┌─ Data section

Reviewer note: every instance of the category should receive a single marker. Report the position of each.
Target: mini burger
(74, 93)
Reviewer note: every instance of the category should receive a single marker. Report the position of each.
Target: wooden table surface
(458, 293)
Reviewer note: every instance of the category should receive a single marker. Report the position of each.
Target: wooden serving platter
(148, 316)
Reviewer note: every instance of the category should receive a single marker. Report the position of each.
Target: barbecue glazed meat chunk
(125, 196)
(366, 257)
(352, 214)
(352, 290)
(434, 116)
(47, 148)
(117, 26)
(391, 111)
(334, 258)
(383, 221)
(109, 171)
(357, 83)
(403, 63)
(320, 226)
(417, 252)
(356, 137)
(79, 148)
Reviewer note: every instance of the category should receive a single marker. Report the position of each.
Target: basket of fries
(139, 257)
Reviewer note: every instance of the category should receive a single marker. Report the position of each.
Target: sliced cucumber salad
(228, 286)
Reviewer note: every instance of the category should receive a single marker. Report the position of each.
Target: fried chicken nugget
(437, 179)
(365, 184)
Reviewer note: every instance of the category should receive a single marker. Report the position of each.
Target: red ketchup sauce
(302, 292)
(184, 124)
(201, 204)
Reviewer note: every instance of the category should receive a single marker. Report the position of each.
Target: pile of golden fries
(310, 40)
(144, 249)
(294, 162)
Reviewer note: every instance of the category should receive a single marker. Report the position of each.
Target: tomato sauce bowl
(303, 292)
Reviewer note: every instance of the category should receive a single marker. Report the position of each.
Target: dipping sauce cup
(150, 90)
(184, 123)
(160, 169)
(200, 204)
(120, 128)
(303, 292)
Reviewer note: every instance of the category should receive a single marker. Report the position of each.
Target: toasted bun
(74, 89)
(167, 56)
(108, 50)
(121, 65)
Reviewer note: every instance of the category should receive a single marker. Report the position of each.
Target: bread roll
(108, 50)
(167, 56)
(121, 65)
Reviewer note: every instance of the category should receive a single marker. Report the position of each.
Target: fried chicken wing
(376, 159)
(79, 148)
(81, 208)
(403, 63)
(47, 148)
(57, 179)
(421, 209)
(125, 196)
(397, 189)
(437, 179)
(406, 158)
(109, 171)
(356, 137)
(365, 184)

└─

The answer is every entry, repeated word for word.

Reviewer note: every instance of the category should receive a single marker. Report the position of each.
Target: mini burger
(74, 93)
Reviewer note: every instance of the category should receive a single marker. Report the position of each.
Target: wooden table surface
(458, 293)
Reviewer note: every instance of the category should receive a single marker. Report the position of each.
Target: wooden serving platter
(148, 316)
Reviewer note: every instance of the category should receive a single marker. Report the position of each.
Target: barbecue glazed meat chunk
(125, 196)
(366, 257)
(352, 214)
(352, 290)
(434, 116)
(47, 148)
(117, 26)
(391, 111)
(334, 258)
(383, 221)
(109, 171)
(357, 83)
(403, 63)
(320, 226)
(417, 252)
(356, 137)
(79, 148)
Reviewer note: every instance of the category should receive a single marker. Report the position of each.
Target: basket of fries
(139, 257)
Reviewer note: every instance of the category should receive a single marker. Report the position of each.
Target: sliced cucumber salad
(228, 286)
Reviewer note: every instance of the category should receive a single marker. Report the position of each.
Target: fried chicken nugget
(437, 179)
(365, 184)
Reviewer note: every instance of the category should receive a single marker. Report the position of each.
Target: red ketchup sauce
(302, 292)
(184, 124)
(201, 204)
Reviewer note: every instance of the category should receive a single marker. Report the position of each.
Target: pile of golden fries
(310, 40)
(144, 249)
(294, 162)
Reviewer note: every instance of the category should receive a single marker. Report the position of each.
Target: tomato sauce bowl
(303, 292)
Reviewer note: every instance of the category should receive a single marker. Report the position of each.
Target: dipping sauce cup
(150, 90)
(184, 123)
(160, 169)
(200, 204)
(120, 128)
(303, 292)
Reviewer note: every instance of the category should receive a single marker. Report the position of each.
Target: toasted bun
(74, 89)
(167, 56)
(108, 50)
(121, 65)
Reviewer note: every instance of the category should receive a single marker. Report the position of each.
Target: bread roll
(108, 50)
(167, 56)
(121, 65)
Reviewer note: every instance of the category should receive a single marker. Report the position of each.
Target: fried chicken wing
(376, 159)
(79, 148)
(81, 208)
(403, 63)
(47, 148)
(57, 179)
(421, 209)
(125, 196)
(397, 189)
(437, 179)
(406, 158)
(109, 171)
(356, 137)
(365, 184)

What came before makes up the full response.